+++ INFORMATION SUPPLIED +++

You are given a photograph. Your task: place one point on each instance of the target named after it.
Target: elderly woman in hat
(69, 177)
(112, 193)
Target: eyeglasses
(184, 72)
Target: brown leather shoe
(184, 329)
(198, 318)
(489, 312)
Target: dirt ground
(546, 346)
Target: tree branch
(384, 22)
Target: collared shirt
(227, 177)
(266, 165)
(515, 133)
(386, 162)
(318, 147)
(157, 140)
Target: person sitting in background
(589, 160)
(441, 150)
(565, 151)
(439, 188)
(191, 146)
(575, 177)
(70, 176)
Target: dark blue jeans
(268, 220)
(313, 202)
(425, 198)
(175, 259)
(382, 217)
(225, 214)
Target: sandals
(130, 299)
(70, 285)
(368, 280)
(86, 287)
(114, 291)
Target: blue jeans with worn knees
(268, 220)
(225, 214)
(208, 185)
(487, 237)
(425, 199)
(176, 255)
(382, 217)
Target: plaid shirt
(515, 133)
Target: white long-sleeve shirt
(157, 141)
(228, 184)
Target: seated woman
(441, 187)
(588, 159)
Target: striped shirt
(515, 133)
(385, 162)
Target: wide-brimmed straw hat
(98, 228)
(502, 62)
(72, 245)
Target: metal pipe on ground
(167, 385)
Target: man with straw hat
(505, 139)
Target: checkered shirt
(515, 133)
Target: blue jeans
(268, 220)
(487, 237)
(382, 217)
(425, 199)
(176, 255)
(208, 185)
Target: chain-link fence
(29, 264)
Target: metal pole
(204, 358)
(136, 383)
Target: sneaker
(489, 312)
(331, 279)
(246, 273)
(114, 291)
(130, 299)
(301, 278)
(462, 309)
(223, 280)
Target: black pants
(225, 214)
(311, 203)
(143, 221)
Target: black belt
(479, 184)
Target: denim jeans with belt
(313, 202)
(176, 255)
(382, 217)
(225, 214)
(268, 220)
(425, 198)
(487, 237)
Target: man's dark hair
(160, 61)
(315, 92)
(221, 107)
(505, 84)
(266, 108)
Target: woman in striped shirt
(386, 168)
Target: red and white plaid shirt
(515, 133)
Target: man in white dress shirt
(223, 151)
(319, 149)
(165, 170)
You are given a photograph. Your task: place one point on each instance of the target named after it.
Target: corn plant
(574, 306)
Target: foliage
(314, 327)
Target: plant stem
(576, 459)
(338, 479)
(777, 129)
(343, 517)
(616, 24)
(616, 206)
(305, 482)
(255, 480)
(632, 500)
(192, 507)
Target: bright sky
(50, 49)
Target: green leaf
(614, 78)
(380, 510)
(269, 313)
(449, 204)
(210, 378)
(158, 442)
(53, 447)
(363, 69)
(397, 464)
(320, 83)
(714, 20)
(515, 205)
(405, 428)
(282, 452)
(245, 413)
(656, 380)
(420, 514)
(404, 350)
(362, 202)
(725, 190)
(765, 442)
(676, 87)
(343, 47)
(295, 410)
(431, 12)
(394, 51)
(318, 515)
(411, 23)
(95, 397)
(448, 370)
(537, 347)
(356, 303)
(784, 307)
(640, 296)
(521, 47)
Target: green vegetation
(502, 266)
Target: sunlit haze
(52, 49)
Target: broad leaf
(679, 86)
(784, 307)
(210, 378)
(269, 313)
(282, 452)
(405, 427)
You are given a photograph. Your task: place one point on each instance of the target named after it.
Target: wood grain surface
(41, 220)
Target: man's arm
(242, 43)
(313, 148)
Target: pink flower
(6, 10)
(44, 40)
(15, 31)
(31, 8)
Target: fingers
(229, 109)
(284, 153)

+++
+++ INFORMATION SUPPLIED +++

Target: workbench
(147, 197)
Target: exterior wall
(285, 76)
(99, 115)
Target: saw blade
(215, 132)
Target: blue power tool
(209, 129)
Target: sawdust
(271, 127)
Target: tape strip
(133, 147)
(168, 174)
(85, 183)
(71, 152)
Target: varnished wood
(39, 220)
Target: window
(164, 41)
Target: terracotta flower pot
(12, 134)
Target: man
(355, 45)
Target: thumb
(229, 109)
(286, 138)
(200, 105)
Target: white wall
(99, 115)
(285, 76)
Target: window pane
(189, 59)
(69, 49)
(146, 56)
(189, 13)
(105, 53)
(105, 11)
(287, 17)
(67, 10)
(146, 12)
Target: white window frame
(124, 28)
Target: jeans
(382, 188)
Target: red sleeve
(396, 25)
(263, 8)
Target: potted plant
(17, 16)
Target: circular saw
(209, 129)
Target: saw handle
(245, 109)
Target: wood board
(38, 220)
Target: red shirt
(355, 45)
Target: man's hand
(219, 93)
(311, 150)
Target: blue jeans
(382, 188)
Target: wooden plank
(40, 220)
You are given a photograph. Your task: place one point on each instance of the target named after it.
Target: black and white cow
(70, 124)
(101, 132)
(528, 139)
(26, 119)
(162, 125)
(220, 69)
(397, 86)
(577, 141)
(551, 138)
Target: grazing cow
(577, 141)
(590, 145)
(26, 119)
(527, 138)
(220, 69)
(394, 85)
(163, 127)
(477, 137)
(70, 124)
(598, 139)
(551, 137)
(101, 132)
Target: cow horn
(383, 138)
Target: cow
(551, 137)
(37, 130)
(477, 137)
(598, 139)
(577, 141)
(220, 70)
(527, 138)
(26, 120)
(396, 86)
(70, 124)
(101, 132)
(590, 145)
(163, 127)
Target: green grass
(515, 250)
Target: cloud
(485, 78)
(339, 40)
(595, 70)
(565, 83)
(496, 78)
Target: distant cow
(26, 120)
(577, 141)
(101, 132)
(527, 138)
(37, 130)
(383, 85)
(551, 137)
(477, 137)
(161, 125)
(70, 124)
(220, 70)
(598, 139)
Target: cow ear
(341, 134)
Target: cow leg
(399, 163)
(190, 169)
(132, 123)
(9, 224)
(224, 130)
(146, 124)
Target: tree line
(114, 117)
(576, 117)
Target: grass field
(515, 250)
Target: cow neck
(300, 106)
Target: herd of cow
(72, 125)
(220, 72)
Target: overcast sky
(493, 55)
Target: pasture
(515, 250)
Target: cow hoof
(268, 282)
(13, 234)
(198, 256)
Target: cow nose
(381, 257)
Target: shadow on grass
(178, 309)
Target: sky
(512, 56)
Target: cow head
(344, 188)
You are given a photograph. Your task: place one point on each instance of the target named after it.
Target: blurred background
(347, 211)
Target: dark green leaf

+++
+++ INFORMATION SUPPLIED +++

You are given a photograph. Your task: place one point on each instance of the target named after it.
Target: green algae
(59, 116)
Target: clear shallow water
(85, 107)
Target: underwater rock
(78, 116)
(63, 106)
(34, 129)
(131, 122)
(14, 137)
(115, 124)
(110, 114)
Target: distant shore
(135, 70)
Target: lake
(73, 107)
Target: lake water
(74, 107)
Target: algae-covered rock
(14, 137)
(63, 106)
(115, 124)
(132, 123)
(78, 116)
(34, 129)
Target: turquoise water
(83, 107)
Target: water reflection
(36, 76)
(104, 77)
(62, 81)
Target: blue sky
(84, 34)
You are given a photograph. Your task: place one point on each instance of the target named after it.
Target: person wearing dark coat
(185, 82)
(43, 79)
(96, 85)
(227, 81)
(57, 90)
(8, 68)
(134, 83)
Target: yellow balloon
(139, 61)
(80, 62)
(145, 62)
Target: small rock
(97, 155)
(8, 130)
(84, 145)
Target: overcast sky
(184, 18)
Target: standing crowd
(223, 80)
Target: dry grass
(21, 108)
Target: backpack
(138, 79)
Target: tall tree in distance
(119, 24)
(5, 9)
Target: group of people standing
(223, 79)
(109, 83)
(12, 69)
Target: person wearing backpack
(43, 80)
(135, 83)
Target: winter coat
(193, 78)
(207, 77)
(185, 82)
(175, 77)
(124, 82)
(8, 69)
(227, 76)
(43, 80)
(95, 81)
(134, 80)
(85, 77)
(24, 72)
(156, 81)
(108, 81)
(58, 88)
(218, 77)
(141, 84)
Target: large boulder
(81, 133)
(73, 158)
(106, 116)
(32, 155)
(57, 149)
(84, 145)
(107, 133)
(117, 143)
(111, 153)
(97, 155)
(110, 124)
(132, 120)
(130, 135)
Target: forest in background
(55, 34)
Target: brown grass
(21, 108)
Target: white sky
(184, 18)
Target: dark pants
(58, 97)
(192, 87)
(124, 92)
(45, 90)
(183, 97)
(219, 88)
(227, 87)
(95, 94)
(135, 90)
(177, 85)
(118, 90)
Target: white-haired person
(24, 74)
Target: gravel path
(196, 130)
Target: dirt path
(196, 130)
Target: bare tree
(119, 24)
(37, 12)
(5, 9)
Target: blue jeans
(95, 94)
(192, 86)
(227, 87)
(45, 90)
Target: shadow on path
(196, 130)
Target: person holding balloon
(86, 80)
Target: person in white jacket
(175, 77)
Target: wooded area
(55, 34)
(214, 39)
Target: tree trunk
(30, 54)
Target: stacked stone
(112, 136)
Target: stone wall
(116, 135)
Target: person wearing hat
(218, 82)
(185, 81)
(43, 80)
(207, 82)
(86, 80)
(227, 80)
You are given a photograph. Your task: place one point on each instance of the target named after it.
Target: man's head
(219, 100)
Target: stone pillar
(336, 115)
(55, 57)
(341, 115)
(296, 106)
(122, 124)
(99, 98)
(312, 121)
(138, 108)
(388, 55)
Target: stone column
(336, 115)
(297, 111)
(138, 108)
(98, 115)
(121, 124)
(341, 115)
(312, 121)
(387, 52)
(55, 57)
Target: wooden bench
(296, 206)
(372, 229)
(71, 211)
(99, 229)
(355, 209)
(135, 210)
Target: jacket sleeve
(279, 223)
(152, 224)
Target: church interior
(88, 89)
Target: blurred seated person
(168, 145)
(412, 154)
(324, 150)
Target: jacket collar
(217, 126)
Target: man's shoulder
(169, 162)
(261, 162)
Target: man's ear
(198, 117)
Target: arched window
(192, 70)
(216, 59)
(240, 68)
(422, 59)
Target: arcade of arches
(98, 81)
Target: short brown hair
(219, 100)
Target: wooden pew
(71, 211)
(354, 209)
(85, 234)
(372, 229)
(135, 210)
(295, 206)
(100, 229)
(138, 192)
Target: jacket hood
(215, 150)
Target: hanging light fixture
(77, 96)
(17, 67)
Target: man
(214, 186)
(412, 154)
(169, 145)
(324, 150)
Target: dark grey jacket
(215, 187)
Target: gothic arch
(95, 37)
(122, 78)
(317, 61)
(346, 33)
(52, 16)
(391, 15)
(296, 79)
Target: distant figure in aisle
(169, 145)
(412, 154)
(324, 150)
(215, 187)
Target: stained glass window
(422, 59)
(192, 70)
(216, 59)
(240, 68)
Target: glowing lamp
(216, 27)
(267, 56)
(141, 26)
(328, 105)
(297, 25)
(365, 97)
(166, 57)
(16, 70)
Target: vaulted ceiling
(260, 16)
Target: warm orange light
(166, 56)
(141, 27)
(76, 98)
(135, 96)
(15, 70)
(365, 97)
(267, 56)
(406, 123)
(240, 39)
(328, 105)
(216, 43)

+++

_WHAT YOU HAVE TO DO_
Please transcribe only the lines in the records above running from the line that has "Target: cow ear" through the line that has "Target: dark green leaf", both included, exactly as they appear.

_COMPLETED EXERCISE_
Target: cow ear
(341, 134)
Target: cow leg
(399, 163)
(190, 169)
(132, 123)
(9, 224)
(224, 130)
(146, 124)
Target: tree line
(114, 117)
(576, 117)
Target: grass field
(515, 250)
Target: cow neck
(300, 106)
Target: herd of cow
(72, 125)
(220, 72)
Target: overcast sky
(493, 55)
Target: pasture
(515, 250)
Target: cow hoof
(268, 282)
(13, 234)
(198, 256)
Target: cow nose
(381, 257)
Target: shadow on grass
(178, 309)
Target: sky
(512, 56)
Target: cow head
(344, 188)
You are given a photograph. Your task: place one point on each instance of the target named after it.
Target: blurred background
(347, 211)
Target: dark green leaf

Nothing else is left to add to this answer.